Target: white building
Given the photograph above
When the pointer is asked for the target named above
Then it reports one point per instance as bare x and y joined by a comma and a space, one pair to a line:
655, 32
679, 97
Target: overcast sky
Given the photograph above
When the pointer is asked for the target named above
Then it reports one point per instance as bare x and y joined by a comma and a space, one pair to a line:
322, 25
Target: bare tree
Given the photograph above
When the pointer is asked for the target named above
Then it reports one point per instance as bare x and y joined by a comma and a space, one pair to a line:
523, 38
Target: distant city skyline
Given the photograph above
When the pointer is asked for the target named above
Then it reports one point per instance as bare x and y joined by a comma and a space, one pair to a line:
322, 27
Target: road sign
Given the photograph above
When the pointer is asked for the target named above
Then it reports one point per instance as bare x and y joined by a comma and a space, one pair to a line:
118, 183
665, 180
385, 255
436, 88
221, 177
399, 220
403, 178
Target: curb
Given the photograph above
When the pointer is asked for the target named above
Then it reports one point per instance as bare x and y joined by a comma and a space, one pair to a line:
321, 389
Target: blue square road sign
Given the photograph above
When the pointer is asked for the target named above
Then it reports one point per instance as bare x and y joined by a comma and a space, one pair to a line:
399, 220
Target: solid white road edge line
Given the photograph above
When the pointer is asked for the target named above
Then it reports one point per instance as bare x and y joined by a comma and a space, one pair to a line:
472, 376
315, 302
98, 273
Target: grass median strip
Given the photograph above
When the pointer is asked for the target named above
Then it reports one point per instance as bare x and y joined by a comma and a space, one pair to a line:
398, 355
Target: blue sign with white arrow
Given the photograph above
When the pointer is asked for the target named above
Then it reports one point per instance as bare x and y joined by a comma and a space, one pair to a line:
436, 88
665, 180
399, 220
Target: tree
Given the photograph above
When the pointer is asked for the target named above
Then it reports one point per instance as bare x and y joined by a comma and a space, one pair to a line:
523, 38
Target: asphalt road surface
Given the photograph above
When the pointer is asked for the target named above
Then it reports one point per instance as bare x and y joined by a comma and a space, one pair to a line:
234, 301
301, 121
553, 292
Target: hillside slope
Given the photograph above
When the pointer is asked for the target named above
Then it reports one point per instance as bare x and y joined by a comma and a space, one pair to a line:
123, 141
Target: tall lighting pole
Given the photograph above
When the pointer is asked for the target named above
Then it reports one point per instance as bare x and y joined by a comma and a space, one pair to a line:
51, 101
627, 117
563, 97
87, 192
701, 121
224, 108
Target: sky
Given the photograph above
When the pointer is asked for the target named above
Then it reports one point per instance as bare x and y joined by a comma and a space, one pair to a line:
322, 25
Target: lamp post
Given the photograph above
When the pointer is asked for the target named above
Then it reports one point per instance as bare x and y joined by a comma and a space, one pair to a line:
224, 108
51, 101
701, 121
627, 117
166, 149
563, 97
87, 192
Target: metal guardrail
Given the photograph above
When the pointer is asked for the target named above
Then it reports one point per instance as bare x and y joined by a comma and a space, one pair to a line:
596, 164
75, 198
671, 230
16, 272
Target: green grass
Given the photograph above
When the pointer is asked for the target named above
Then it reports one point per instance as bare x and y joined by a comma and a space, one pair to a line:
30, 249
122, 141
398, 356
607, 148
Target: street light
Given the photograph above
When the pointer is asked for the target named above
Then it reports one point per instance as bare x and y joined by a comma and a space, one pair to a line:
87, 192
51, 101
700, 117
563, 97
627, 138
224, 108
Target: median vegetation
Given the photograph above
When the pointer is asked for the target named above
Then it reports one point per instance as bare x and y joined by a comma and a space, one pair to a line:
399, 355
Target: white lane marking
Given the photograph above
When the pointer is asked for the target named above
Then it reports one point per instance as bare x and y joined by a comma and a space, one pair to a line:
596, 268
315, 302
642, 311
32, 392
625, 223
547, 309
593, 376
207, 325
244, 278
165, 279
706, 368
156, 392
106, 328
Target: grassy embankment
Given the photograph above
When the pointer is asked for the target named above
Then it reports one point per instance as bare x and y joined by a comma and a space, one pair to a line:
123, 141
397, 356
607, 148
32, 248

### REQUIRED TASK
Reproduce the lines of the records verbatim, beginning at the line containing "Target: grassy embankment" and continuing through the end of the records.

### EXPECTED ANSWER
Target: grassy embankment
Given the photograph above
When the pointer is asked for the target named above
Then it reports one point per instance as bare x and y joined by a comma and a space, one pair to a line:
123, 141
397, 356
607, 148
32, 248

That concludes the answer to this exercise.